▶ [Required action] A word-for-word restatement of all the records is the required answer.

Data extracted from a collection:
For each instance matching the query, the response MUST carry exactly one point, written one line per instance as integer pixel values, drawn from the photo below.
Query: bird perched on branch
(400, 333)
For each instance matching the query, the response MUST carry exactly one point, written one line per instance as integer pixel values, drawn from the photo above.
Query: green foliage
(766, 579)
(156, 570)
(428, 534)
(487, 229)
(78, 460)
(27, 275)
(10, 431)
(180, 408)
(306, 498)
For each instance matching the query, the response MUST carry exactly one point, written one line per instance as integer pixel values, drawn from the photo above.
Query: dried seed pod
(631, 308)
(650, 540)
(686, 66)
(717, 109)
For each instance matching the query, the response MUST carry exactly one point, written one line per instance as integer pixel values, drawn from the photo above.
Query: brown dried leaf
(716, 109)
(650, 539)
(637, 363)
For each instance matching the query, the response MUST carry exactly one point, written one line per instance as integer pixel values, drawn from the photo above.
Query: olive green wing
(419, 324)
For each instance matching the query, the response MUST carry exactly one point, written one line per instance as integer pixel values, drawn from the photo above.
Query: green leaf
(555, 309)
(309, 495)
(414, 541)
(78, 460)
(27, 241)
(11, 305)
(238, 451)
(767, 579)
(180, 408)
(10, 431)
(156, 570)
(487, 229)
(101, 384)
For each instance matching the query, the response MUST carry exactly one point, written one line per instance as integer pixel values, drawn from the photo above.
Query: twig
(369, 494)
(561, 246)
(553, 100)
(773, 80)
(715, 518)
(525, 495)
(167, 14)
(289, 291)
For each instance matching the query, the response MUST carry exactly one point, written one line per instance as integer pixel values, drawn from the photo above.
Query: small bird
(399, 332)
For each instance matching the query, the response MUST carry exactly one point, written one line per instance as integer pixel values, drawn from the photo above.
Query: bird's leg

▶ [Solution below]
For each instance matching the query, the response MUST carry exactly one point, written one line per instance as integer pixel values, drawn from the photo below.
Query: bird perched on branch
(400, 333)
For each instance matching the query, the response MUST carry exactly one point, written one line per instance as integer pixel values, drawn from the photo above.
Query: green foliage
(766, 579)
(156, 570)
(428, 534)
(487, 229)
(78, 460)
(27, 275)
(10, 431)
(180, 408)
(306, 498)
For each instance matching the query, the response MUST carry exactly one point, written one line per instance as integer pixel values, drawn from the photo above.
Query: dried seed pod
(631, 308)
(650, 540)
(686, 66)
(717, 109)
For each instance matching the query, the response MUST carry exactly one point, written one line per instance as integer pixel values, drawn from the photo above.
Query: brown dried leaf
(716, 109)
(650, 539)
(637, 363)
For each instance matching the query, the response MUST carry exactly one point, written one line per instance as integer pixel values, drawn from the photo above.
Query: olive green wing
(419, 324)
For each instance matching the query, the response MUST carry exactly one point, written one line per instance as integer pixel values, drawn from the photo above.
Query: green leaf
(555, 309)
(309, 495)
(414, 541)
(78, 460)
(27, 241)
(11, 305)
(238, 451)
(767, 579)
(180, 408)
(10, 431)
(156, 570)
(487, 229)
(101, 384)
For each instance matching the query, the response MUST carry exactly one point, written one line per instance as integer pixel values, drawn from the photo above.
Query: twig
(369, 494)
(561, 246)
(553, 100)
(773, 80)
(715, 518)
(525, 495)
(167, 14)
(289, 291)
For each instance matching the query, the response MUST carry exactly one point, written one line per instance as integer pixel values, drawn from the photo above.
Query: small bird
(399, 332)
For each instance matching the query, the response MUST carry exactly one point, written one line per instance as integer pixel values, drawn from the photo above.
Query: bird's leg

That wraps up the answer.